Extract all lines that hold "roof" from the records below.

---- EXTRACTED MATERIAL

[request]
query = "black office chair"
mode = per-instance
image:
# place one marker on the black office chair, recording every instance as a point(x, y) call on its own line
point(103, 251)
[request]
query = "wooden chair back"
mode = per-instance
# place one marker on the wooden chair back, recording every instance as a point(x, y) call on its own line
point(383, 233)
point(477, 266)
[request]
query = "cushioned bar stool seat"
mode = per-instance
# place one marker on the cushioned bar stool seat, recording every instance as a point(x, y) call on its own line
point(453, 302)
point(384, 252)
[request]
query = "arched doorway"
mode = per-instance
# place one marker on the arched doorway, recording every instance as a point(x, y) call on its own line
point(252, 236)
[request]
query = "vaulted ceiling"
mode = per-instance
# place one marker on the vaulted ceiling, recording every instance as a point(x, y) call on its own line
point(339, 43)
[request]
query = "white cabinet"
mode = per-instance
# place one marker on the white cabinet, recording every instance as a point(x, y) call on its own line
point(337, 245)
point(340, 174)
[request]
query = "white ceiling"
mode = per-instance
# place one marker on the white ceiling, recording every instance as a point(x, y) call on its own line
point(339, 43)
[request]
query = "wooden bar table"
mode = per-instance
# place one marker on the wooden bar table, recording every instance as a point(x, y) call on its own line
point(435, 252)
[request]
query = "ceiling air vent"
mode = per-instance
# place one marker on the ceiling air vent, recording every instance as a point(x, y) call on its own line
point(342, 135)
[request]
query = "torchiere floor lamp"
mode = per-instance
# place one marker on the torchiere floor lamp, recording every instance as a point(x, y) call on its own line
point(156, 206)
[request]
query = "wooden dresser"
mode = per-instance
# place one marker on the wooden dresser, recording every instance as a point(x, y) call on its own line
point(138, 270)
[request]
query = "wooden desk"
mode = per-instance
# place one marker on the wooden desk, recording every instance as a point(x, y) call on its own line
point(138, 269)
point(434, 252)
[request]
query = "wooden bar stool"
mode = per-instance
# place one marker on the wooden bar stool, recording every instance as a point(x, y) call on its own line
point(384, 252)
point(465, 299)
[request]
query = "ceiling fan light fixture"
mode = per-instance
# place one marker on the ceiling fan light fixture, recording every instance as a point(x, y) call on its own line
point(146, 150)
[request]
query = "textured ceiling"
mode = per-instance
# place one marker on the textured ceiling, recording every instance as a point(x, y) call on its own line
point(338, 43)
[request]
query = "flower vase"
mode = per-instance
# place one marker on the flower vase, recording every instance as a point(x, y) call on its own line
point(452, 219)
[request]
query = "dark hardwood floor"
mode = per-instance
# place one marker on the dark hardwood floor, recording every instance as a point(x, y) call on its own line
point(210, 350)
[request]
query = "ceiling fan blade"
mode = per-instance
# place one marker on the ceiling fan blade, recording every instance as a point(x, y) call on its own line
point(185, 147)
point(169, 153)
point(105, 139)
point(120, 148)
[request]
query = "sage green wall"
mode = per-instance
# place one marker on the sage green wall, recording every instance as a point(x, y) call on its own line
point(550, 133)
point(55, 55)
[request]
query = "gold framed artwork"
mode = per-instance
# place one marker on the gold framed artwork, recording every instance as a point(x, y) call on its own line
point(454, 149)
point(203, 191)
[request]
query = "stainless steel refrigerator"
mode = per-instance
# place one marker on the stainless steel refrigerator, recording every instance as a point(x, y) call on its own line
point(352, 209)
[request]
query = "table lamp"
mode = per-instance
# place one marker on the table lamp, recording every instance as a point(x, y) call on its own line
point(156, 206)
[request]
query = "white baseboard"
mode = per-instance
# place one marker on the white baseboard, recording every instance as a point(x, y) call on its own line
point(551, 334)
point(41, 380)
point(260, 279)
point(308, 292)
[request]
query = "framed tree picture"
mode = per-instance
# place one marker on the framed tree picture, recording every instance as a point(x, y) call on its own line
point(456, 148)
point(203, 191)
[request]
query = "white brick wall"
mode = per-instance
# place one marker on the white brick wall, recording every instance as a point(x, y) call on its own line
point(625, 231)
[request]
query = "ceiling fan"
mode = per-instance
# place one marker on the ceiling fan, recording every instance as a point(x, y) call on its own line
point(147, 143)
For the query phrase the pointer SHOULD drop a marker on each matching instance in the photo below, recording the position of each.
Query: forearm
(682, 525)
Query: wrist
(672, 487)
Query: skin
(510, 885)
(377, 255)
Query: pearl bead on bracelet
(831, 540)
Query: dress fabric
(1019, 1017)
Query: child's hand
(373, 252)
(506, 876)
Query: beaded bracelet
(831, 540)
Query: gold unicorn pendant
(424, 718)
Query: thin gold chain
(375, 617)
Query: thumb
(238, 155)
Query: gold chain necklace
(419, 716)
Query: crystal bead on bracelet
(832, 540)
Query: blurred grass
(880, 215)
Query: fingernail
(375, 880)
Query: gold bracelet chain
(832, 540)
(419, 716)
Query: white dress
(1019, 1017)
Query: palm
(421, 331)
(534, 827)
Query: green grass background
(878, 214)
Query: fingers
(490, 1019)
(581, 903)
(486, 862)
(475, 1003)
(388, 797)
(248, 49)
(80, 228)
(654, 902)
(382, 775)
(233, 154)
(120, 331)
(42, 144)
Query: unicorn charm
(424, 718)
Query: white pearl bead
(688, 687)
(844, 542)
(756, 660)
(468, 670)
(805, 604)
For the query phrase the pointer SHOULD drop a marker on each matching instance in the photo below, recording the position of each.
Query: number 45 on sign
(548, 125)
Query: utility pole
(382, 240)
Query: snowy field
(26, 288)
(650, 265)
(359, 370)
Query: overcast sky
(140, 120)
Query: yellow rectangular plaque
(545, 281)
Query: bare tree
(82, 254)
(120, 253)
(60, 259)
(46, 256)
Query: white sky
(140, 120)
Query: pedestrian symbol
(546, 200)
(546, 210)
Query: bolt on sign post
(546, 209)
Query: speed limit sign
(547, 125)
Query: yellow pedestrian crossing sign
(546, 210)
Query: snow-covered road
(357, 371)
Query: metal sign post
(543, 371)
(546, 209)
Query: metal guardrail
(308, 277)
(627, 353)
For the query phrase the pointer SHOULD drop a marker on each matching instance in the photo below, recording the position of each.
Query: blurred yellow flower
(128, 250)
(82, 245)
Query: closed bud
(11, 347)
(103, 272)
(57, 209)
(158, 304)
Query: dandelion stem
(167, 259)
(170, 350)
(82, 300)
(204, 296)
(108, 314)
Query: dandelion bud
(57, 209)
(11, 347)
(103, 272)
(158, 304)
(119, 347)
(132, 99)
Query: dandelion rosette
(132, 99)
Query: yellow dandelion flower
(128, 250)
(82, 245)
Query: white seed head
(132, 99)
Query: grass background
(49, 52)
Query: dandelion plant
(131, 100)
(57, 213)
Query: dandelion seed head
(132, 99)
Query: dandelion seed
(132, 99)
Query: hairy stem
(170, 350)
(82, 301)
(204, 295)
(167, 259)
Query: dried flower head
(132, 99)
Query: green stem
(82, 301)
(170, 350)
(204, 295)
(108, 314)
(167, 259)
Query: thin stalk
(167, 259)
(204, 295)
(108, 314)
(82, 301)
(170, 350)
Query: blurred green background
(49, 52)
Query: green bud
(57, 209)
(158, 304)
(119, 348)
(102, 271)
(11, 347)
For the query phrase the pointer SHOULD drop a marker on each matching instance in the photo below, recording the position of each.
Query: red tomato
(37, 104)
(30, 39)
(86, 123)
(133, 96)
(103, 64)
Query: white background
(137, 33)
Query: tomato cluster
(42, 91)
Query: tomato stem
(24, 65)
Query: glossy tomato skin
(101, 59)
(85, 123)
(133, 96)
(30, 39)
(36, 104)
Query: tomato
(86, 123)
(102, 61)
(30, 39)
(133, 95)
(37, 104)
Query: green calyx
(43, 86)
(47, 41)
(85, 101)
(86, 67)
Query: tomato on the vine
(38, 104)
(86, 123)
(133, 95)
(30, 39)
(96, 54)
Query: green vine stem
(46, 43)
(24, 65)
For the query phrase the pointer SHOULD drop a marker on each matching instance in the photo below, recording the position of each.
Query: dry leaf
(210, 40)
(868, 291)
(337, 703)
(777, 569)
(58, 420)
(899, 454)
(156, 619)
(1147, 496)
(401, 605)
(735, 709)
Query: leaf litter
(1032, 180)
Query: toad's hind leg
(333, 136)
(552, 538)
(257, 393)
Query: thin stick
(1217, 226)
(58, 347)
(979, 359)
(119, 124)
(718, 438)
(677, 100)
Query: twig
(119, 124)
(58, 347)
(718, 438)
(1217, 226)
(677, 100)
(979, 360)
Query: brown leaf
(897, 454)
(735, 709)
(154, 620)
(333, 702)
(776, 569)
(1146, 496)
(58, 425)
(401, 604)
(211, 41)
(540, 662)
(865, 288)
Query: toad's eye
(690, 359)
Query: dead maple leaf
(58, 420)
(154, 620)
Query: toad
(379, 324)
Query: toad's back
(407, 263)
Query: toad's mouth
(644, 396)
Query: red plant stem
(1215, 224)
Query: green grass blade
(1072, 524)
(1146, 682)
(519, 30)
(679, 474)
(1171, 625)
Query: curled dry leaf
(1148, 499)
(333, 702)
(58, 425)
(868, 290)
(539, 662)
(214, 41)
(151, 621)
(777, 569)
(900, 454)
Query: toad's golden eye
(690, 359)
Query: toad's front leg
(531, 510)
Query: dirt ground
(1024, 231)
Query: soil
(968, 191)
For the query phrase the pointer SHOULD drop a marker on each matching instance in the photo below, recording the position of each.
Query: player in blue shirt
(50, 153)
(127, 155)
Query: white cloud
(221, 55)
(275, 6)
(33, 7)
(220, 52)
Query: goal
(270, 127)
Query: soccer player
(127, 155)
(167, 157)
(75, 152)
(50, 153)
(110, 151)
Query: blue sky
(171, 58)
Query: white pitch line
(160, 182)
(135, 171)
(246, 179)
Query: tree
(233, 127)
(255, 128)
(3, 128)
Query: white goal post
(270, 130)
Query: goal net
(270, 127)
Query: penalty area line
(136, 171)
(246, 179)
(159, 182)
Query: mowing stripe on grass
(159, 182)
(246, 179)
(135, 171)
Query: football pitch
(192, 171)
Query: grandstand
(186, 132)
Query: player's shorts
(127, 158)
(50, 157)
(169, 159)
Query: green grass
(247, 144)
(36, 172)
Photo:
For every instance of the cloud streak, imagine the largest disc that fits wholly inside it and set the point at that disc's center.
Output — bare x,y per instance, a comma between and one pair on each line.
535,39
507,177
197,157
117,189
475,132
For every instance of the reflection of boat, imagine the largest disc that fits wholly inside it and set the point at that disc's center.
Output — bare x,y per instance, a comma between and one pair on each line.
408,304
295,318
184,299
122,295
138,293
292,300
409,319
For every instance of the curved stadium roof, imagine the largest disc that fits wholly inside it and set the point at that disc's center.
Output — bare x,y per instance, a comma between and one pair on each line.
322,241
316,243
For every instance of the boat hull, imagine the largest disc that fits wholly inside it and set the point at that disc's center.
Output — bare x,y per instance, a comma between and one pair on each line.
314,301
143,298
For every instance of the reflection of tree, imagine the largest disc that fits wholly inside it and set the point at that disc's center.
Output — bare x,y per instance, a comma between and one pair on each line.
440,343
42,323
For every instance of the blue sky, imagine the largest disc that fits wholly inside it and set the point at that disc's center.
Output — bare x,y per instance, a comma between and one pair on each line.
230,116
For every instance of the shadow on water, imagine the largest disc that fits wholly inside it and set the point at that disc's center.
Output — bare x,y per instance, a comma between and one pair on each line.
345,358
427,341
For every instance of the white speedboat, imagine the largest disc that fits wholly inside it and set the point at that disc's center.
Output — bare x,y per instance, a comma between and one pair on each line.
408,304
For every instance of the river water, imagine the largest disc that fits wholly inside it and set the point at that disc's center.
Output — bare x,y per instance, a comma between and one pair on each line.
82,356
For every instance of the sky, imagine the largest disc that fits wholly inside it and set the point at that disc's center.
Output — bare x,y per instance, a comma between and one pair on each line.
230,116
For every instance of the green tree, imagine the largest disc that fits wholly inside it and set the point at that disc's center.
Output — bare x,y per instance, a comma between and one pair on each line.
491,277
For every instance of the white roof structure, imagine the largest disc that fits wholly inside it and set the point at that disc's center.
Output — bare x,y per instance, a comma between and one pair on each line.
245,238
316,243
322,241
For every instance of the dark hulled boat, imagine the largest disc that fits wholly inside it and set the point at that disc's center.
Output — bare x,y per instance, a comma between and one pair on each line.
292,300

--------

WORKED SOLUTION:
For every instance of the curved stadium roof, imagine the largest disc that fits wholly inside it and set the point at that disc's center.
For every instance of the white roof structure, imagine the largest disc that fits wholly inside it and set the point at that disc's center.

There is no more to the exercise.